GIVEN PROBLEM 1 -
Answer these from the fracturing fluid flowback text, each on its own line:
(a) What two rock properties is the imbibition rate related to?
(b) What happens to the fracturing fluid pressure in the fractures during flowback?
(c) How can the flow of fracturing fluids in fractures be treated?
GIVEN PROBLEM 2 - List every distinct word in the fracturing fluid flowback text that ends in "-ing", giving each word once.

TEXT EXTRACT -
## Begin

After hydraulic fracturing, a considerable amount of fracturing fluid not only remains in the fractures but also imbibes the rock matrix adjacent to the created fractures, where the imbibition rate is related to the rock porosity and permeability. Considering that during the flowback, the pressure of the fracturing fluid in fractures decreases rapidly, this drives the imbibed fracturing fluid in the matrix back into the fractures. Assuming that the permeability in the fracture is significantly larger than the rock, the pressure at different locations of fractures can be treated as equal during the flowback; furthermore, the flow of fracturing fluids in fractures can be treated as linear, as shown in Figure 2 below.

## End

DATA SEGMENT -
## Begin

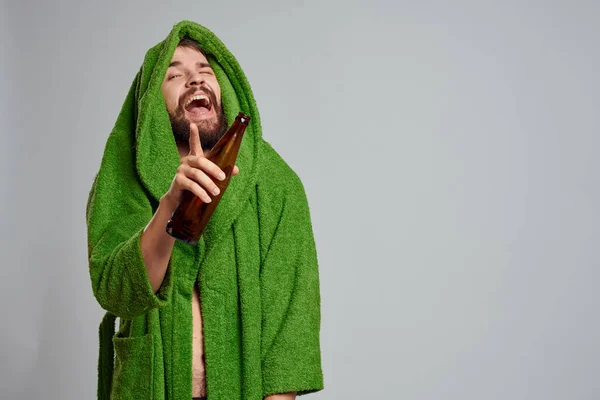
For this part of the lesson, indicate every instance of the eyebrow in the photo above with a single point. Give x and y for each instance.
(199, 64)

## End

COMPLETE RESPONSE 1 -
(a) Rock porosity and permeability.
(b) It decreases rapidly.
(c) As linear.

COMPLETE RESPONSE 2 -
fracturing
Considering
during
Assuming